*** Text passage ***

Sometimes it is in the way it is applied:
- If you put medication on your skin (topically), it will affect your skin
- If you swallow de-worming tablets, they will affect your gut (and not be absorbed into the blood supply)
- If you put drops in your eye, it will affect the cornea
- But if you inject it into the bloodstream, it will affect everything which has a blood supply (although it may have trouble crossing the blood-brain barrier)
- Similarly, if a small molecule pill is absorbed into the bloodstream, it can affect most of the body
There are other ways a medication can affect just
part
of the body, even if it is carried everywhere by the bloodstream:
- It may be targeted at a biochemical pathway that occurs in bacteria, but not in humans, so it affects that bacteria wherever it is exposed to chemicals in the bloodstream
- It may be targeted at a biochemical pathway that occurs in humans, but which mostly occurs in one organ (eg the liver, or the thyroid)
Of course, biochemical pathways rarely exist exclusively in one organ, and so medications can often cause unintended side-effects in other parts of the body.
- Often, when a patient is admitted to hospital with multiple medications that have been prescribed over the years, the first step is to discontinue all medications for which there is not a clear and immediate need. Sometimes this improves the patient's condition significantly.

*** End of Text passage ***
*** Data records ***

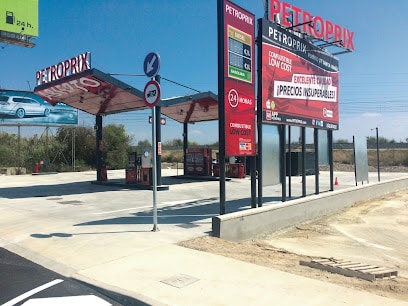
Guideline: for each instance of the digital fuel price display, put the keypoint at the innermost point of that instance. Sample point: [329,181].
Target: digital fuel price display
[239,55]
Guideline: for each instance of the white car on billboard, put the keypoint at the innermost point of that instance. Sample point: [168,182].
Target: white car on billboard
[20,107]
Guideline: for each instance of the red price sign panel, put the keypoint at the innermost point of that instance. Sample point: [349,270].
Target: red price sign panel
[239,84]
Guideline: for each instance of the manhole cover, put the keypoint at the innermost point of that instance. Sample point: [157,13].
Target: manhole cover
[188,225]
[71,202]
[180,281]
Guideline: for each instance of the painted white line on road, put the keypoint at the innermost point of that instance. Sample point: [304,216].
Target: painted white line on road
[180,202]
[144,207]
[84,300]
[32,292]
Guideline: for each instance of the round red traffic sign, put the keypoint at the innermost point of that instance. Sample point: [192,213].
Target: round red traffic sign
[151,93]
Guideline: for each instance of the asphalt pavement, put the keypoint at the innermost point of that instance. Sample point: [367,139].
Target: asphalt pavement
[102,235]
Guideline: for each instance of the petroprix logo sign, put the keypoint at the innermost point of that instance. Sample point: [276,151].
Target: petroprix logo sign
[306,23]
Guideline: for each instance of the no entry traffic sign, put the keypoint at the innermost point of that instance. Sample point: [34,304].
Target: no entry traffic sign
[151,64]
[152,93]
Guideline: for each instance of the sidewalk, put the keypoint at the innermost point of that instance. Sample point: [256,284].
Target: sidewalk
[102,235]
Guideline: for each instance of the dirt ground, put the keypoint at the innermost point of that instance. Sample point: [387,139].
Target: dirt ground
[261,251]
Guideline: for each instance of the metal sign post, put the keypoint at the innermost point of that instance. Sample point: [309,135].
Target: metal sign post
[155,227]
[152,94]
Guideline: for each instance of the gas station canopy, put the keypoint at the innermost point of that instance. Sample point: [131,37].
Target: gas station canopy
[191,108]
[98,93]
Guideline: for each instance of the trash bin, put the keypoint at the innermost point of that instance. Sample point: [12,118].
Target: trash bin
[146,176]
[104,174]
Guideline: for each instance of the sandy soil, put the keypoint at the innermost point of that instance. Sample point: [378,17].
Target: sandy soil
[261,251]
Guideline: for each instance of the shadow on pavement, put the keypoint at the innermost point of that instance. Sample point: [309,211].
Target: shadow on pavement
[186,213]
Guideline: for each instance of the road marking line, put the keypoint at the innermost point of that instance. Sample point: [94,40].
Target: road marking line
[32,292]
[68,301]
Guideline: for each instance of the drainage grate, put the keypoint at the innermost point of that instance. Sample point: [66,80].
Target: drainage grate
[180,281]
[351,268]
[71,202]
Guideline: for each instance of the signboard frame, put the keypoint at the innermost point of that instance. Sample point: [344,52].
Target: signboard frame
[300,82]
[237,105]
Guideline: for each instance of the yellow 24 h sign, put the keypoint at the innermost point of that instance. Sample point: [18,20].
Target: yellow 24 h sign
[19,16]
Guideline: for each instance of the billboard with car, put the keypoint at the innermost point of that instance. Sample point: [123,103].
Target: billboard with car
[26,108]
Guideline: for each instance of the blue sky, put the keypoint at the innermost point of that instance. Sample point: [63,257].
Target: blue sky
[119,34]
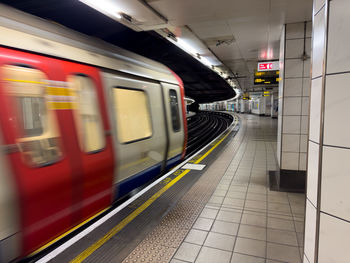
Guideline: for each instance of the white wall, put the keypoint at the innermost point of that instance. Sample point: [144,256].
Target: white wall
[327,227]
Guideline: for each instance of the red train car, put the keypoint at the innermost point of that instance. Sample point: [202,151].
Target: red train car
[73,108]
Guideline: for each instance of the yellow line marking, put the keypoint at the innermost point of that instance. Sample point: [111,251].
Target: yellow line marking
[66,233]
[87,252]
[25,81]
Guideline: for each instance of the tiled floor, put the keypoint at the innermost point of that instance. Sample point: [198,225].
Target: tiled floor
[244,221]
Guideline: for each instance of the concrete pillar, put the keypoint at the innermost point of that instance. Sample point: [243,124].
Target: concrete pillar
[327,226]
[293,107]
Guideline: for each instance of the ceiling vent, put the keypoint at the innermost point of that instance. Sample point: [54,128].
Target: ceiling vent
[218,41]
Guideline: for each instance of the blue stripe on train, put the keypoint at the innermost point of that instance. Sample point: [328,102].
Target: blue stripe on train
[129,184]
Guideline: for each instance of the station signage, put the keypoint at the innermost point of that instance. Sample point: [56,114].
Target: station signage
[268,66]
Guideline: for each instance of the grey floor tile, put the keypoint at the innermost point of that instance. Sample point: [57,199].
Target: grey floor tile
[220,241]
[219,192]
[238,195]
[253,232]
[240,258]
[211,255]
[223,227]
[283,253]
[280,224]
[282,237]
[254,219]
[187,252]
[222,187]
[234,188]
[216,200]
[203,224]
[196,236]
[257,190]
[209,213]
[229,216]
[250,204]
[233,202]
[250,247]
[280,208]
[256,197]
[278,199]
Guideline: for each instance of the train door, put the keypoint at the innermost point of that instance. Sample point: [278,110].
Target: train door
[173,107]
[33,140]
[94,146]
[139,128]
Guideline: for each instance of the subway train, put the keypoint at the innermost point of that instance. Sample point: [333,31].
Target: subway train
[82,124]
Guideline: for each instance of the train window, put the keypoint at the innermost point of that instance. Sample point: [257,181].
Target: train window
[174,108]
[133,115]
[87,114]
[39,138]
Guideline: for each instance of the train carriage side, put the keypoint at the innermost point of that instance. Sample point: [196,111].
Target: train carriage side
[60,152]
[148,127]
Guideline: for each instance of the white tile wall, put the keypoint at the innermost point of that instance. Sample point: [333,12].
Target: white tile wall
[306,86]
[305,260]
[315,109]
[294,48]
[310,231]
[312,173]
[307,68]
[338,58]
[302,161]
[334,240]
[293,87]
[337,98]
[335,182]
[304,128]
[308,46]
[291,124]
[318,44]
[290,142]
[318,4]
[293,68]
[309,29]
[305,106]
[290,161]
[292,106]
[279,138]
[295,30]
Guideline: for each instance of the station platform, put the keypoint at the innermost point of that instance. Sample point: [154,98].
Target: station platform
[217,207]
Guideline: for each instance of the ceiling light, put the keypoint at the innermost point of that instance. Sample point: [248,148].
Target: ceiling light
[187,47]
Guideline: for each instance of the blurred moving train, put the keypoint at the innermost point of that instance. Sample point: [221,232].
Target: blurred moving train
[82,123]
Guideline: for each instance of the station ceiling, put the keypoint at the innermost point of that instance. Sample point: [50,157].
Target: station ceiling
[235,34]
[201,83]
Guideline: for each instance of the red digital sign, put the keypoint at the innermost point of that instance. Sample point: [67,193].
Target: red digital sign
[267,66]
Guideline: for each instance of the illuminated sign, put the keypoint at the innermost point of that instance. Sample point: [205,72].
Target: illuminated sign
[268,66]
[266,77]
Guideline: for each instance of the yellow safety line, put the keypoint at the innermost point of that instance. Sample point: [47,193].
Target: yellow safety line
[25,81]
[87,252]
[67,233]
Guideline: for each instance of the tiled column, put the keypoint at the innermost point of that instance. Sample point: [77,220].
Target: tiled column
[327,226]
[293,107]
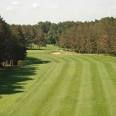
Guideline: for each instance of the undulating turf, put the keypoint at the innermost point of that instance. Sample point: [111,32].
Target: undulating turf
[60,84]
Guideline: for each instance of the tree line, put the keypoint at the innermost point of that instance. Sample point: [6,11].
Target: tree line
[12,44]
[94,37]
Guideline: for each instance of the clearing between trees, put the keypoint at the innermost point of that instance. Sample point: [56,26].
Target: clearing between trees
[59,85]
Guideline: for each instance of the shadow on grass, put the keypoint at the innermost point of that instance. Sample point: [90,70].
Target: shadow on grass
[12,80]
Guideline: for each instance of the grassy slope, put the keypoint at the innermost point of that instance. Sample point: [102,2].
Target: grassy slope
[60,85]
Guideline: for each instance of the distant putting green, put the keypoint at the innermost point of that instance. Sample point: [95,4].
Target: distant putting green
[52,82]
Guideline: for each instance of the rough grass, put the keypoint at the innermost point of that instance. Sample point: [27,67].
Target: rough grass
[59,85]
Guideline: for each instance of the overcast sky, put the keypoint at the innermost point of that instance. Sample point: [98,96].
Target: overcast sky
[33,11]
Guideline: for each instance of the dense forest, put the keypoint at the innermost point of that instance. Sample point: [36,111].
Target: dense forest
[12,44]
[96,37]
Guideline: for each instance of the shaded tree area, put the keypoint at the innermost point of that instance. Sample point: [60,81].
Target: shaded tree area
[91,37]
[97,36]
[12,80]
[12,45]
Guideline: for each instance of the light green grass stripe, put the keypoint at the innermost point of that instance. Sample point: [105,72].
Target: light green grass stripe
[43,93]
[110,92]
[84,104]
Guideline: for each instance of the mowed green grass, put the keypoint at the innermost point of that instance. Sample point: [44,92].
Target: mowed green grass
[59,85]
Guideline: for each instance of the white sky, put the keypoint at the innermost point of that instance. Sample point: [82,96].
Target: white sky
[33,11]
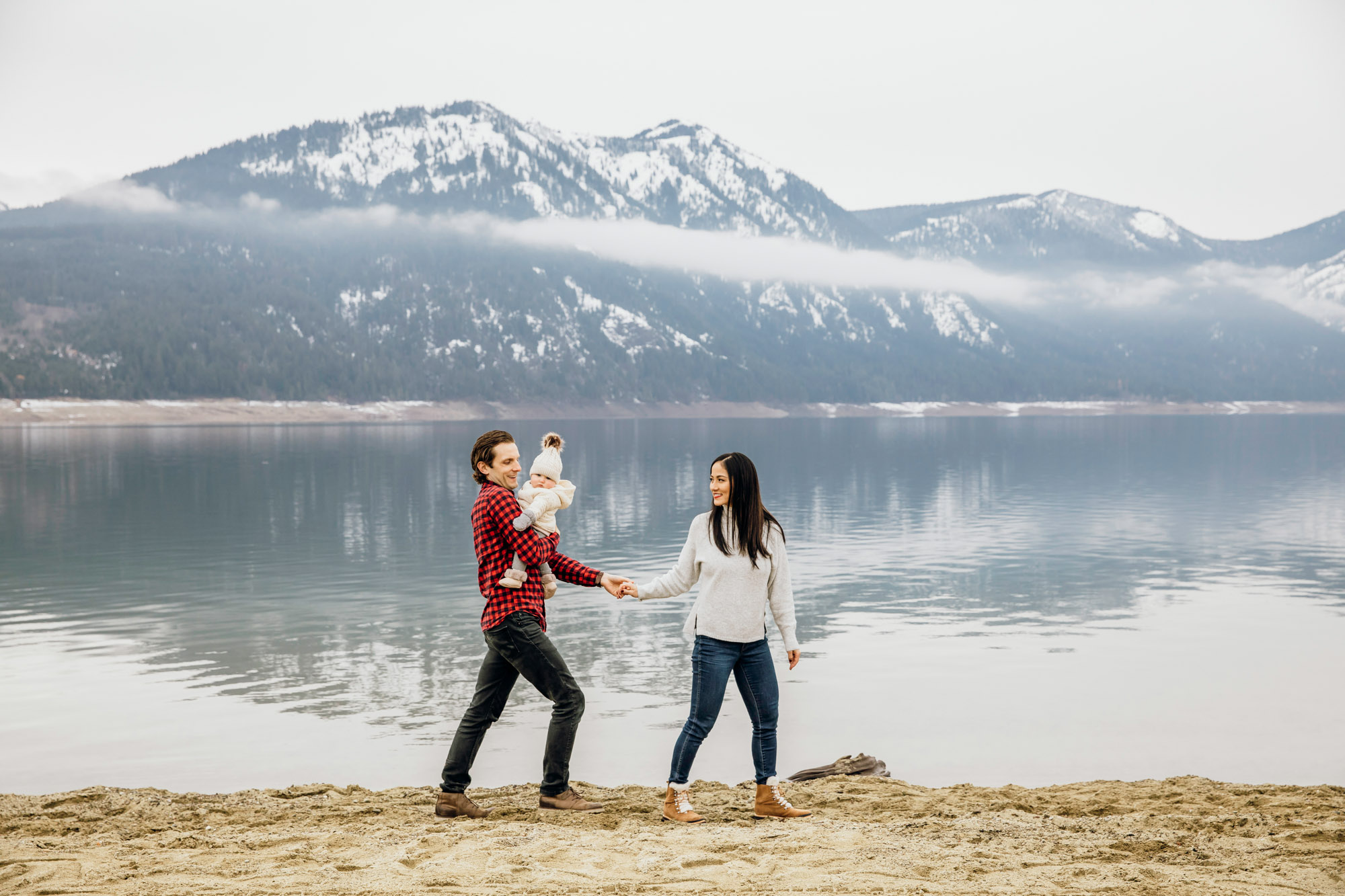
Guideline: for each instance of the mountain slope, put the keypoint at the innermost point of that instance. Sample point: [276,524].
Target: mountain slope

*** End of Data records ***

▸ **What to produce**:
Retype the stretch of the passage on how medications affect parts of the body from "- Similarly, if" through "or the thyroid)", word for word.

▸ **Response**:
- Similarly, if a small molecule pill is absorbed into the bloodstream, it can affect most of the body
There are other ways a medication can affect just
part
of the body, even if it is carried everywhere by the bloodstream:
- It may be targeted at a biochemical pathway that occurs in bacteria, but not in humans, so it affects that bacteria wherever it is exposed to chemicals in the bloodstream
- It may be targeted at a biochemical pathway that occurs in humans, but which mostly occurs in one organ (eg the liver, or the thyroid)